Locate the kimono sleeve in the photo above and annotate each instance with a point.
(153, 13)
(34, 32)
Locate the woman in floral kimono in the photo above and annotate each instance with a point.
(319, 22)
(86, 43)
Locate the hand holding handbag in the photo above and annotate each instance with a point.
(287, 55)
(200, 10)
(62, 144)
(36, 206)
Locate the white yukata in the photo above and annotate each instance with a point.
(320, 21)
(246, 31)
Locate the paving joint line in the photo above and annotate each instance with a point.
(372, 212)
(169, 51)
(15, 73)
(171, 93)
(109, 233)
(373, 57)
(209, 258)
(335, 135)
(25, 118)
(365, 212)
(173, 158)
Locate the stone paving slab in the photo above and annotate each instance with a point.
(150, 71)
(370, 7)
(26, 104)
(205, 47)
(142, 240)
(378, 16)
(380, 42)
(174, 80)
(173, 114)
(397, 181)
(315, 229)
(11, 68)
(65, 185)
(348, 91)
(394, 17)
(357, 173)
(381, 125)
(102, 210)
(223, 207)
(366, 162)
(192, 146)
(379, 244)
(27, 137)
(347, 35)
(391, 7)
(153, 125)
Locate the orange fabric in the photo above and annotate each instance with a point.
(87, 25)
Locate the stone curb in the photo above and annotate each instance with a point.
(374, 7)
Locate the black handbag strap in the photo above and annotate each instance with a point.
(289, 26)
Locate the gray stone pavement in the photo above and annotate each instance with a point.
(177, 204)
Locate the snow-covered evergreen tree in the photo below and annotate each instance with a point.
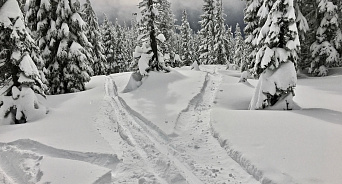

● **Brief**
Substitute "mark" for "annotate" everywhere in the material above and reproduce it with nothing else changed. Leave the picture out.

● **Written answer**
Locate the kimono sleeve in the photo above and mark each instance with a point.
(153, 13)
(34, 32)
Locate the woman in floral kimono in the photo above and mark each instance with a point.
(319, 22)
(86, 43)
Locate the hand holding handbag in the photo above and mark each instance with a point.
(287, 55)
(200, 10)
(62, 144)
(36, 206)
Locate the white yukata in the photo above and mark each instance with a point.
(320, 21)
(246, 31)
Locate the paving joint line in the photo above and mark each instance with a point.
(372, 212)
(169, 51)
(15, 73)
(171, 93)
(109, 233)
(373, 57)
(209, 258)
(335, 135)
(25, 118)
(365, 212)
(173, 158)
Locate the stone paving slab in the photo above and mark each instance with a point.
(150, 71)
(370, 7)
(26, 104)
(205, 47)
(142, 240)
(378, 16)
(380, 42)
(174, 80)
(173, 114)
(397, 181)
(315, 229)
(11, 68)
(65, 185)
(348, 91)
(394, 17)
(357, 173)
(381, 125)
(102, 210)
(223, 207)
(366, 162)
(192, 146)
(379, 244)
(27, 137)
(347, 35)
(391, 7)
(153, 125)
Locate the orange fabric in the photo above and mark each instance with a point.
(87, 25)
Locate the stone curb in the photo above and mark each instance with a point.
(374, 7)
Locate the black handbag strap in the photo above and mark each instance with a point.
(289, 26)
Locate the gray stone pavement in the photo above and mark each instance with a point.
(177, 204)
Locate the snow-covered evergreen tree in the photo below and mark each instance with a point.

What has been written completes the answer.